STATED PROBLEM:
Pull together every line from the listing below that contains the word "orange", and copy each line whole. Case matters.

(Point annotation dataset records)
>> BEGIN

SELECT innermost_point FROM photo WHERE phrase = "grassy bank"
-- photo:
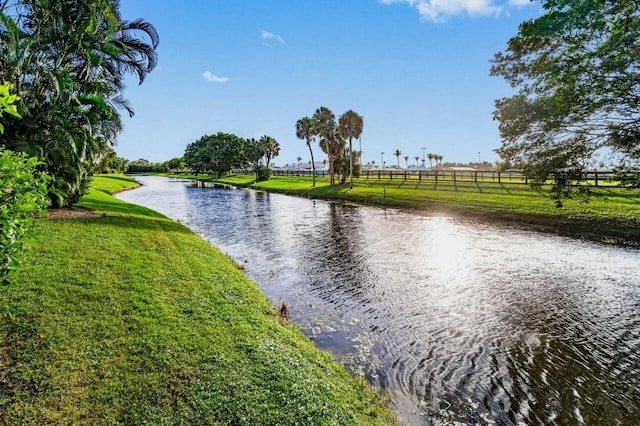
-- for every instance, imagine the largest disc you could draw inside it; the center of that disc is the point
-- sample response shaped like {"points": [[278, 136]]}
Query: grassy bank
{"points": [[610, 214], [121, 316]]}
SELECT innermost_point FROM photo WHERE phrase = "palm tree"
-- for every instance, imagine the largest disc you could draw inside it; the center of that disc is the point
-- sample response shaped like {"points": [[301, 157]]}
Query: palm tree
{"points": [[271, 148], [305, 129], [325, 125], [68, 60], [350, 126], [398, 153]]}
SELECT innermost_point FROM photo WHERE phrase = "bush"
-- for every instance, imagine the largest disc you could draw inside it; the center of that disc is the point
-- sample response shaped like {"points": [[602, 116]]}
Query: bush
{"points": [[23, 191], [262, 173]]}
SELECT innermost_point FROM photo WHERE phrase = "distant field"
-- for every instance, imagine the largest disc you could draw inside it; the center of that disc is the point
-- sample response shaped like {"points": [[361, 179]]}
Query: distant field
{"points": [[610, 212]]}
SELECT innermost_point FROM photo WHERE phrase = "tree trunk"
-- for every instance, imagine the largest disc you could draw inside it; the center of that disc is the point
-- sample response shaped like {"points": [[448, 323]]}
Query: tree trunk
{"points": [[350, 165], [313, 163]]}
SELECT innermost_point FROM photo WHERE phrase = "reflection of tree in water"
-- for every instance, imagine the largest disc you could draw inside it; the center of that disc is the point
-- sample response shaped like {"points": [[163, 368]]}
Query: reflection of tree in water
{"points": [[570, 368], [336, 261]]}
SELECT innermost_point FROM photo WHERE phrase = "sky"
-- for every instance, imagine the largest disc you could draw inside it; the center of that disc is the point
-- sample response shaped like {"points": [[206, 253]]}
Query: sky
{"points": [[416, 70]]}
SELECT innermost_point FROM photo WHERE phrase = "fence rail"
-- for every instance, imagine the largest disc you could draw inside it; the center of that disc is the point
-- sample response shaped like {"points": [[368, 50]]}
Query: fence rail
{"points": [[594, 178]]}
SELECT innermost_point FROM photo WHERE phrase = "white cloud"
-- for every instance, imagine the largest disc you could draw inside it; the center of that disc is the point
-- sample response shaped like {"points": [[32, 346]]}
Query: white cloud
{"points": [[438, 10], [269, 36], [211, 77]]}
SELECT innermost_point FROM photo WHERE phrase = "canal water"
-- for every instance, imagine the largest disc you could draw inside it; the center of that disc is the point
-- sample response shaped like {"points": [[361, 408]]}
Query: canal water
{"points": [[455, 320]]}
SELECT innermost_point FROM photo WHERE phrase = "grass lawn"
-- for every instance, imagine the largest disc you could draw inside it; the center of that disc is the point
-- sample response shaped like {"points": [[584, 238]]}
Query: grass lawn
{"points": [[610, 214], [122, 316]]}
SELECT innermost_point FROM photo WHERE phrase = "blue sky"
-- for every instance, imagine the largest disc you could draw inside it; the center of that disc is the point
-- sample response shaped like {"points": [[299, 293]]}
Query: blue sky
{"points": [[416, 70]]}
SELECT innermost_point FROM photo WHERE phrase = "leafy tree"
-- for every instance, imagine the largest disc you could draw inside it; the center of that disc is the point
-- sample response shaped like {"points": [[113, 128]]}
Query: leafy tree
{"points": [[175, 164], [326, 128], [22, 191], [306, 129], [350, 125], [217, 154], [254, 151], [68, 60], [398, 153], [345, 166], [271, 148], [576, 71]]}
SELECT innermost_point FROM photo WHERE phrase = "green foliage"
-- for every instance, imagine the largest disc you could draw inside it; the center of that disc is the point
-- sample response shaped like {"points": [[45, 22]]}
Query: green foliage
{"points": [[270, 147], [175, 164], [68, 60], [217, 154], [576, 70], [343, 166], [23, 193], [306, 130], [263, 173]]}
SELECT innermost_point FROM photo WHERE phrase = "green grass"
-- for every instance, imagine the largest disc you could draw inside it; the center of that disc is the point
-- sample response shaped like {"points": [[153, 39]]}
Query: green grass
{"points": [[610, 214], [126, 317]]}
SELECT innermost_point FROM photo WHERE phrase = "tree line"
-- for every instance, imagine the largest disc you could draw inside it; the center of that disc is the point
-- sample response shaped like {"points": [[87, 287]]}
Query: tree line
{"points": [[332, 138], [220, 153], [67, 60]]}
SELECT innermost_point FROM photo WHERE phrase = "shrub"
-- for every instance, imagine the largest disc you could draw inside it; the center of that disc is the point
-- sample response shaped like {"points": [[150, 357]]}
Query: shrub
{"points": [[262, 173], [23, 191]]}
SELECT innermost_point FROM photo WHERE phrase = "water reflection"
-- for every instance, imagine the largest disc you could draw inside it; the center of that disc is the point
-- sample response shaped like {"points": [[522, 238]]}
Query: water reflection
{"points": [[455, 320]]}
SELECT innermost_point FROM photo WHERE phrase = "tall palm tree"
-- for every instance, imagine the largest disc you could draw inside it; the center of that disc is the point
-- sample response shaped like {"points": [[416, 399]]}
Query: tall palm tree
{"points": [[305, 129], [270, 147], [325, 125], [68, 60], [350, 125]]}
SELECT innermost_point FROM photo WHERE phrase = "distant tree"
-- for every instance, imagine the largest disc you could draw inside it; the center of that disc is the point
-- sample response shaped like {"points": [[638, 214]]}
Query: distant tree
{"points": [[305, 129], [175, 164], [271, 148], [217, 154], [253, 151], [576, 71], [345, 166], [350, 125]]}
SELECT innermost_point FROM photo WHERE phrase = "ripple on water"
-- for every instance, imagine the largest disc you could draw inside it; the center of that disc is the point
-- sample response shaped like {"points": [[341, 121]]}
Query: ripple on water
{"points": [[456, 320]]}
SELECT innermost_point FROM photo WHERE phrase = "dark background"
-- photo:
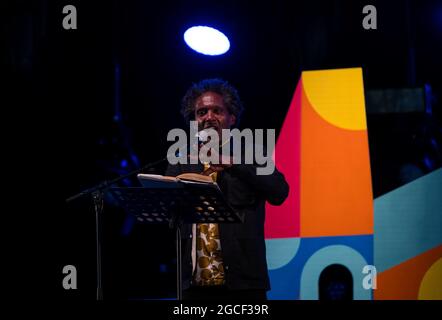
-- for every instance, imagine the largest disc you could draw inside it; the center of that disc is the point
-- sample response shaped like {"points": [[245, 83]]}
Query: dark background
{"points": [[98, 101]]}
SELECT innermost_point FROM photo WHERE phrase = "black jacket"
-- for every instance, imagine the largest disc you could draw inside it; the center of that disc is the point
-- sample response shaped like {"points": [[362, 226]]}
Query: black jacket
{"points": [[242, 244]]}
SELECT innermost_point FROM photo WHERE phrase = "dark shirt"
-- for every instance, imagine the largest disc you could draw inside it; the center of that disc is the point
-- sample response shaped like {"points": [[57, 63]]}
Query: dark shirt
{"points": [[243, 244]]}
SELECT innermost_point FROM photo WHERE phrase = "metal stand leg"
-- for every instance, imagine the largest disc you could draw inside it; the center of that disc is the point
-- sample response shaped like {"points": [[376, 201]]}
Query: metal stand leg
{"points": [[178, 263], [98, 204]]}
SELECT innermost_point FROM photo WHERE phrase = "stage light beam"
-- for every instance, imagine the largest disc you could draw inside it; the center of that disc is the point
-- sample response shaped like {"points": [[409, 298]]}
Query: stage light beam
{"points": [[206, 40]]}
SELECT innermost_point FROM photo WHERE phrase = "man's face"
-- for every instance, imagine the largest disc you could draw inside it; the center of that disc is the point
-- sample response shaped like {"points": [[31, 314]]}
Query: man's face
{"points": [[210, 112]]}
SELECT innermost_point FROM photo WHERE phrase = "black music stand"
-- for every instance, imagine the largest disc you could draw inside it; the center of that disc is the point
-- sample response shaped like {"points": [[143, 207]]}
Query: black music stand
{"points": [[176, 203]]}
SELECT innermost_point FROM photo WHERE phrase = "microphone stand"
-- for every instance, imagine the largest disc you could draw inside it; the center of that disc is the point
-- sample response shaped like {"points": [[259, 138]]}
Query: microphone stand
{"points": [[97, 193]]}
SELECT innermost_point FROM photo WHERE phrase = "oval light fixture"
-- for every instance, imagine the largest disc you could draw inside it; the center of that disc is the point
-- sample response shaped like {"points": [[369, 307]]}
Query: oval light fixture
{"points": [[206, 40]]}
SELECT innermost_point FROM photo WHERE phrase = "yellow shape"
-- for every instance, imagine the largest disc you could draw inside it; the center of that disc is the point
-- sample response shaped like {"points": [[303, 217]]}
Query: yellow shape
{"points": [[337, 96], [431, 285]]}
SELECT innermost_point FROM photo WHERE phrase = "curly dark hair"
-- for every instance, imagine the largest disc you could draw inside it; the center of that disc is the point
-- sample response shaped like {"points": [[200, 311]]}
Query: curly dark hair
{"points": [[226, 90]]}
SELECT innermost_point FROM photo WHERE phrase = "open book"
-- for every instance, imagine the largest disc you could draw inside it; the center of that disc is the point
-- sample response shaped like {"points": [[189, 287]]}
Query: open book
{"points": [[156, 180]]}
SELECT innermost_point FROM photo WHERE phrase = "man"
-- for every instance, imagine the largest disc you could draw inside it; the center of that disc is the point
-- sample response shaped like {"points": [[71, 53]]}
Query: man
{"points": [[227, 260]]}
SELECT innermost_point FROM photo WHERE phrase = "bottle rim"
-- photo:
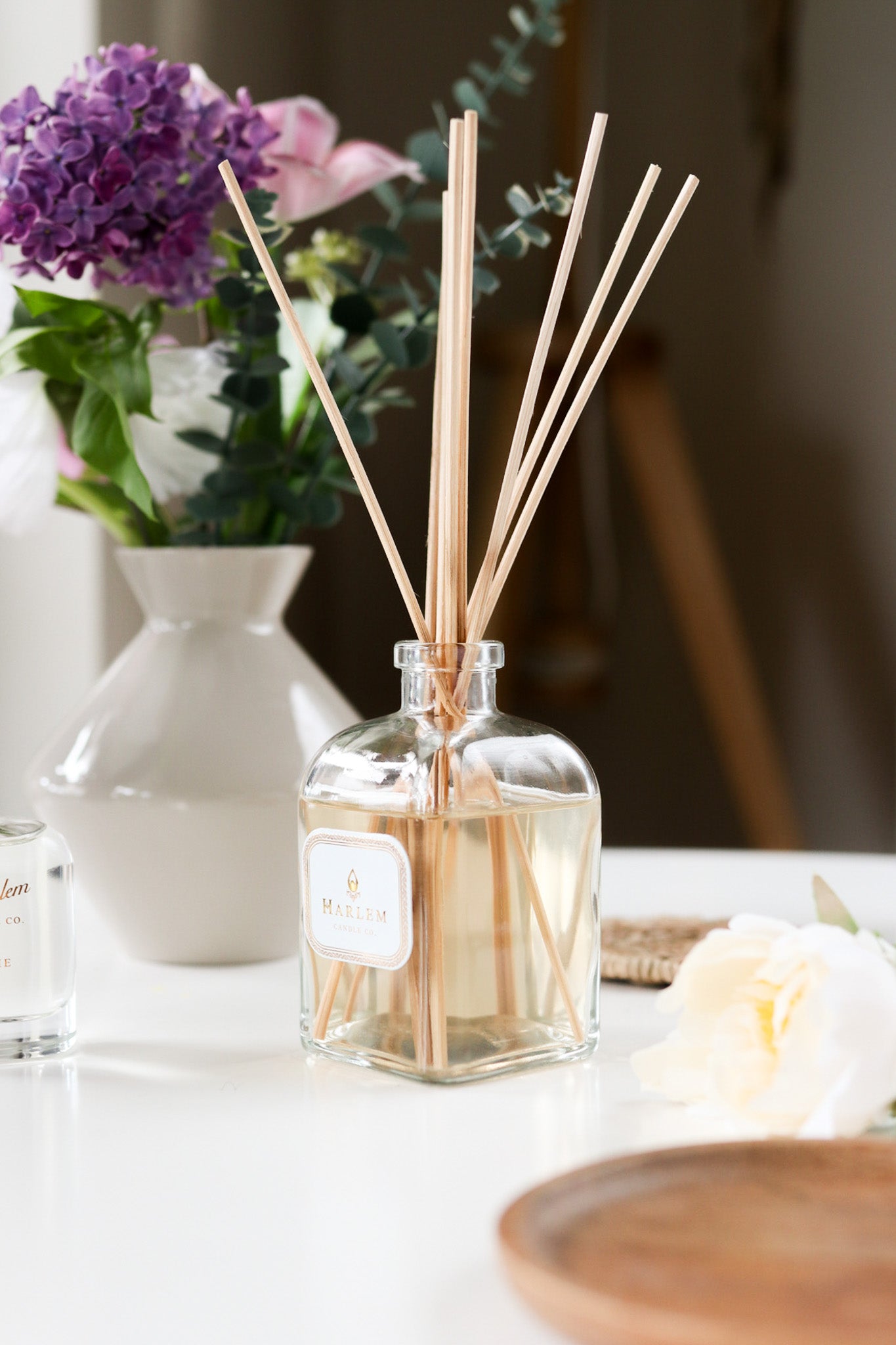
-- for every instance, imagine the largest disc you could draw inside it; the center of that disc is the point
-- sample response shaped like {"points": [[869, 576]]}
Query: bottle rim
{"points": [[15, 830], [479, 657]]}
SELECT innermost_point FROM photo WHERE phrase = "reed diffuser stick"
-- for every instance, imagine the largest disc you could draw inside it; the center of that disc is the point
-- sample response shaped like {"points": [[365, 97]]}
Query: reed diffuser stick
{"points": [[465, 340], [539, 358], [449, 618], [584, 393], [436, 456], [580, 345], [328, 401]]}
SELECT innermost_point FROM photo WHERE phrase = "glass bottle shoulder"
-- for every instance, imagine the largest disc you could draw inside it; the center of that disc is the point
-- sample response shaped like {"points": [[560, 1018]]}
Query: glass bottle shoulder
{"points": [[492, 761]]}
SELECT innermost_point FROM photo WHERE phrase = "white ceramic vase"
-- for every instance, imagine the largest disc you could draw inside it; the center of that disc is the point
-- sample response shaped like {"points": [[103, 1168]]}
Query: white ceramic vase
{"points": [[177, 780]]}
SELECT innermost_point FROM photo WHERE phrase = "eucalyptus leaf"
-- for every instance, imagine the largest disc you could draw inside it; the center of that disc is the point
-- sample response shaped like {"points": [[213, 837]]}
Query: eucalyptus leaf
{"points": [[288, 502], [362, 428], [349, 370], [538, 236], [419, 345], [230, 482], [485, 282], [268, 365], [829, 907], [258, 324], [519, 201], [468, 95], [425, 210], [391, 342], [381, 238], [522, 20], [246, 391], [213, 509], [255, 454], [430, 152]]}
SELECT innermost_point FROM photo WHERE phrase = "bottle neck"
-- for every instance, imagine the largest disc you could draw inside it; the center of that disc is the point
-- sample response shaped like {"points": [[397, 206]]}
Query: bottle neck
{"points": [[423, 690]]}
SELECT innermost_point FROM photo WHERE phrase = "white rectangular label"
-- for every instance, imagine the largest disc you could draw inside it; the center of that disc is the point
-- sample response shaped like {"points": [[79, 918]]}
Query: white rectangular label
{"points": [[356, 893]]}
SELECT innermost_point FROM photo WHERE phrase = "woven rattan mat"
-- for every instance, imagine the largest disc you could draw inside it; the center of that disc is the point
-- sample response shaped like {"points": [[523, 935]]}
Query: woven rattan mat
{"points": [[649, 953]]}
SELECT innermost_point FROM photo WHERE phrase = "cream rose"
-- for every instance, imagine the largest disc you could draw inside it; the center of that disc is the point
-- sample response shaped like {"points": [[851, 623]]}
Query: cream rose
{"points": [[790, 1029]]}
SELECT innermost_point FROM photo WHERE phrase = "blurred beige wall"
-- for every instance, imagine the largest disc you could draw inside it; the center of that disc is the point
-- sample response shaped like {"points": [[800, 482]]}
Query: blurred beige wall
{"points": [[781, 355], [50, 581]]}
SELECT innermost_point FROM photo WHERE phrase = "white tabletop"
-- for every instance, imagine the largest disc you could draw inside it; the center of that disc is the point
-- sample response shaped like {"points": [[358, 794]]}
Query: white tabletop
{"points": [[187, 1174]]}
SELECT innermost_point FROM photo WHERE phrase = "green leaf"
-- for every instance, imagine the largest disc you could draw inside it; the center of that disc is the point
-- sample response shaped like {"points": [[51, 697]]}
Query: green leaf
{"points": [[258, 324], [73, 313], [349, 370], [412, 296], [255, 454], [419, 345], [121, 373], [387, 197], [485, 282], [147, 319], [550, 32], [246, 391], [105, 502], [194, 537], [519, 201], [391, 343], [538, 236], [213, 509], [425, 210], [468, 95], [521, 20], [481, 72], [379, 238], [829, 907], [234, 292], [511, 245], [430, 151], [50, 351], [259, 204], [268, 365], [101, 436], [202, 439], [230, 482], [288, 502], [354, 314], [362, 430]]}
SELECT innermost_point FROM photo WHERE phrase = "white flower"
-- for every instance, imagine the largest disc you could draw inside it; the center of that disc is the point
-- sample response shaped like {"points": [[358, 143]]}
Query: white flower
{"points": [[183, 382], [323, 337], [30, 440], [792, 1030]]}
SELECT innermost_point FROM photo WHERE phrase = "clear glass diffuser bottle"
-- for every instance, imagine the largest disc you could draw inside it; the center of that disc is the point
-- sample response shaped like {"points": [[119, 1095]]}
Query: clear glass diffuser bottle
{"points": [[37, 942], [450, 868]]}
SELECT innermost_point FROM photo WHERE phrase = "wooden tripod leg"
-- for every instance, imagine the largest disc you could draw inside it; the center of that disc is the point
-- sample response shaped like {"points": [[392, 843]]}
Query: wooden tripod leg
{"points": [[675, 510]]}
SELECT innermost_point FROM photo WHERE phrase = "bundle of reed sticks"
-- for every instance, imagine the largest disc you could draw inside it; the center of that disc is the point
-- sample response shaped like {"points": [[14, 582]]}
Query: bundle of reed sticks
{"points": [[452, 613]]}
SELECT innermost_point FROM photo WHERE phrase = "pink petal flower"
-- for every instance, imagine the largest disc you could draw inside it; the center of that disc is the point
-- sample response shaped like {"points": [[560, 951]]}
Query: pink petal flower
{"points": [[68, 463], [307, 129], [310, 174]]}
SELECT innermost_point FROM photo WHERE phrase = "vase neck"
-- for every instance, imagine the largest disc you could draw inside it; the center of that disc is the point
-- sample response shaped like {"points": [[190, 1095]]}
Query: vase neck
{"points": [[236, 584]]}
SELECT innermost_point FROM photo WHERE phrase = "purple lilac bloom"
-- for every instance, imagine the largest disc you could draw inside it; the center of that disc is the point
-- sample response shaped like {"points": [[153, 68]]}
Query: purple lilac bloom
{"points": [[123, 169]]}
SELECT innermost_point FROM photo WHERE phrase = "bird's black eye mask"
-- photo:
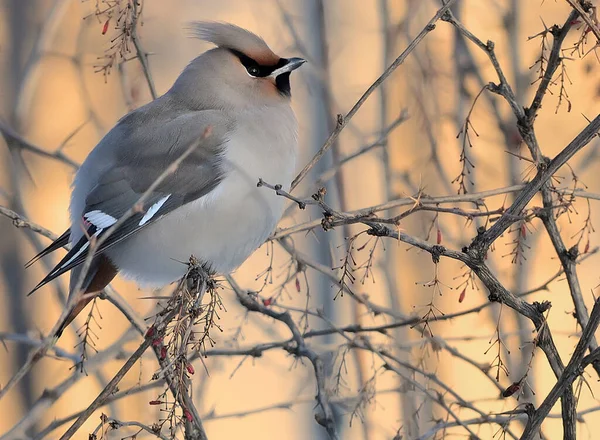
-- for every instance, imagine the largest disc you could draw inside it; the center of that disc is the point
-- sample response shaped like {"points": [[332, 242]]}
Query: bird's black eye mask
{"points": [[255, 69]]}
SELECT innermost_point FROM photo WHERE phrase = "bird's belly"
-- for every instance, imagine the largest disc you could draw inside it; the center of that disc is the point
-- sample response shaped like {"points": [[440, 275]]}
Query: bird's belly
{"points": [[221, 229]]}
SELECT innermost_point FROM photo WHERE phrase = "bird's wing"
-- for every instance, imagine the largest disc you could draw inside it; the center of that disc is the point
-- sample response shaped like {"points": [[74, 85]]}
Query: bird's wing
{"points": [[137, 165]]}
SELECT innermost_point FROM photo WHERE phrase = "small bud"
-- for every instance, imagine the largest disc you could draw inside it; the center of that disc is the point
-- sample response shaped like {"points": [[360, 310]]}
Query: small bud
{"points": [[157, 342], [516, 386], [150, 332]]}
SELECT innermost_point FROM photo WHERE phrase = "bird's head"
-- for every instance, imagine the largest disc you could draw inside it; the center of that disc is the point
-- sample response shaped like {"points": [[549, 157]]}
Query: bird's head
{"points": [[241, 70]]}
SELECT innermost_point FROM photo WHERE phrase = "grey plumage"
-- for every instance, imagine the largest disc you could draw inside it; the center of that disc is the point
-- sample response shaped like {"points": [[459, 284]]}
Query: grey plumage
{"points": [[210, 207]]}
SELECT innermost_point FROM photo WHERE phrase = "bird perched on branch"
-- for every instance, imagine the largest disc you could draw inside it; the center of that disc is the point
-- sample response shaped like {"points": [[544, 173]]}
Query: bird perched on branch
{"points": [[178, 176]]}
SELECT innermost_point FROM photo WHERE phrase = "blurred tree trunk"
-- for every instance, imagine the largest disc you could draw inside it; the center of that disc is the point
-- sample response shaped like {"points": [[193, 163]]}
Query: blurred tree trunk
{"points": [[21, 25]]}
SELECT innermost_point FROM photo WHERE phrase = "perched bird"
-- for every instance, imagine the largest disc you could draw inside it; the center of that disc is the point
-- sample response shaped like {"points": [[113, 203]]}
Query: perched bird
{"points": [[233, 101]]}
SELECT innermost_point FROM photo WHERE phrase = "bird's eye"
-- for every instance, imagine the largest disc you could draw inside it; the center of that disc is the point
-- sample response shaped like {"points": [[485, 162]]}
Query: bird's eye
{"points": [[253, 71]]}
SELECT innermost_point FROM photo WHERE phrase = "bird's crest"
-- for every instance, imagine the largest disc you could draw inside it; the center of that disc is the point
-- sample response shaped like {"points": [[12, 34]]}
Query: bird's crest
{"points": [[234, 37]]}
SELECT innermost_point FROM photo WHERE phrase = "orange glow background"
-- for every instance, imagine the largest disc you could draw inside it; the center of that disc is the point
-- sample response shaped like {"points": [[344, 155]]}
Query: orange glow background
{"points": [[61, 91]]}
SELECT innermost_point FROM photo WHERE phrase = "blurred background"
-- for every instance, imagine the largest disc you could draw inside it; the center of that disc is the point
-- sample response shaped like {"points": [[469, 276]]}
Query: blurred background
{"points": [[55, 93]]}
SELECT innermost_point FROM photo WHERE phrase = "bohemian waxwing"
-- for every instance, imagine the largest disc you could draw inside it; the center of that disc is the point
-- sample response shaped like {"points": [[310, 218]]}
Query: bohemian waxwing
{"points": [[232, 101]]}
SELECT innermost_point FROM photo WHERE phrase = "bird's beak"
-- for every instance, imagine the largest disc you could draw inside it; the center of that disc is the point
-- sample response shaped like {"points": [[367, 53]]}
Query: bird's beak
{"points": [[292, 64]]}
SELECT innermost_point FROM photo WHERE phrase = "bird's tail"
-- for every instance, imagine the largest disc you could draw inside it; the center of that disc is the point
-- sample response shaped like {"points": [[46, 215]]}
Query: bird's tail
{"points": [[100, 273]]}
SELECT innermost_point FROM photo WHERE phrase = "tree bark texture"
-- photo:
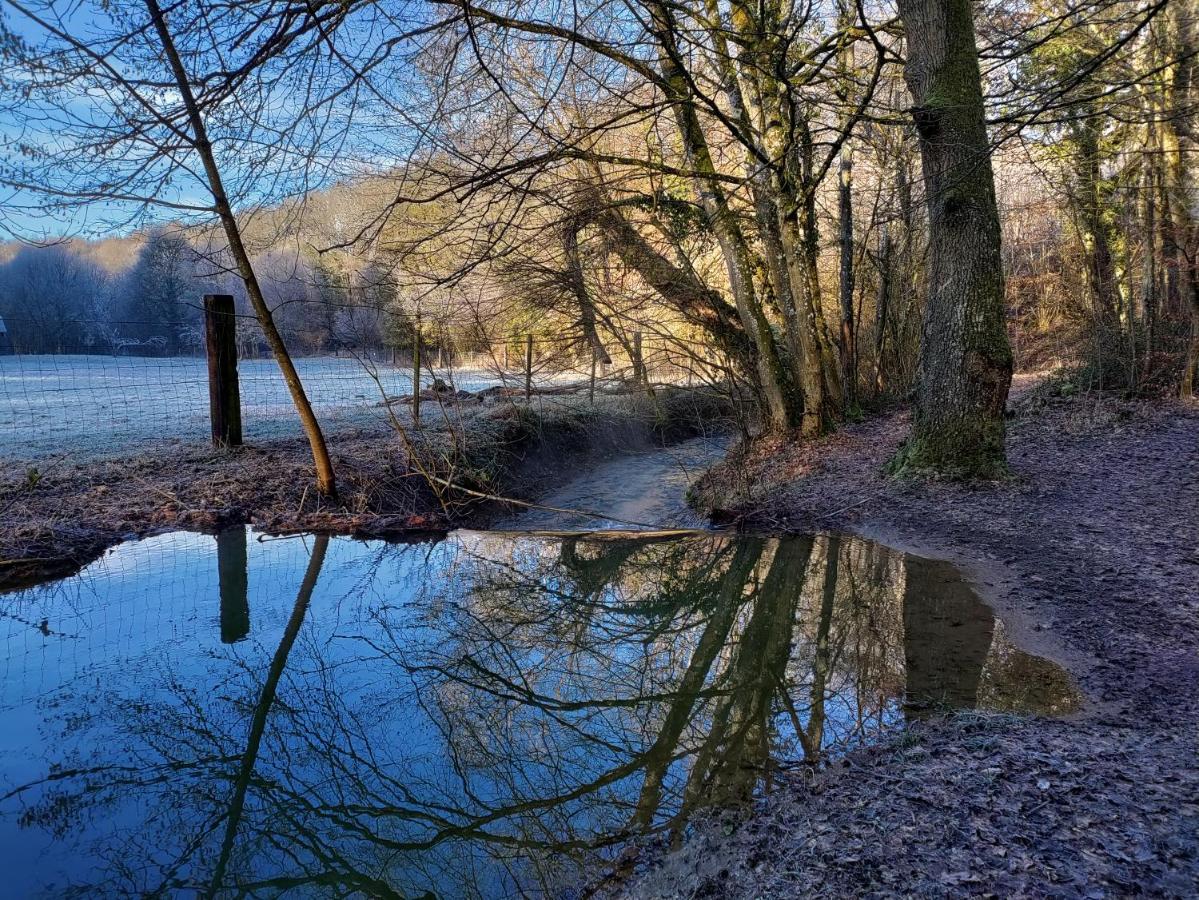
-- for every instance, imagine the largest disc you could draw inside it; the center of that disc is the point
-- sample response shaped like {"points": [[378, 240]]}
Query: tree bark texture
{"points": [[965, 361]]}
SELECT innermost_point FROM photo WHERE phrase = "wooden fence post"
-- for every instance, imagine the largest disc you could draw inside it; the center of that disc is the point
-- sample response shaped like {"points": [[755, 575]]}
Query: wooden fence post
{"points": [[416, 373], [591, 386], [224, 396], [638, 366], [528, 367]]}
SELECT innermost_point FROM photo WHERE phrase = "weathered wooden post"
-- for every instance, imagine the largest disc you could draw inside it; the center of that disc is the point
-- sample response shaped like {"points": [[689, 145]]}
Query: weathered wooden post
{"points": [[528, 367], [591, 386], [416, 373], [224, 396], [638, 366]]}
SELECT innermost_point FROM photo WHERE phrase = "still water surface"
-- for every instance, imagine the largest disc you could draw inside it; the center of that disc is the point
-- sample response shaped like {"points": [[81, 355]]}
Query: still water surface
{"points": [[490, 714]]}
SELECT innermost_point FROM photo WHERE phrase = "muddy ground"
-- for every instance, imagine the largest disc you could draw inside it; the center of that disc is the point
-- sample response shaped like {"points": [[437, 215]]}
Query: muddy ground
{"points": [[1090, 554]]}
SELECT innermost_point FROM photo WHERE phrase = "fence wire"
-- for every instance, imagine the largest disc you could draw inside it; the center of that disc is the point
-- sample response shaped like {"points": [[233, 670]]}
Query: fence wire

>> END

IN RESPONSE:
SELECT innermost_point FROM photo WHERE phrase = "orange glow background"
Query: orange glow background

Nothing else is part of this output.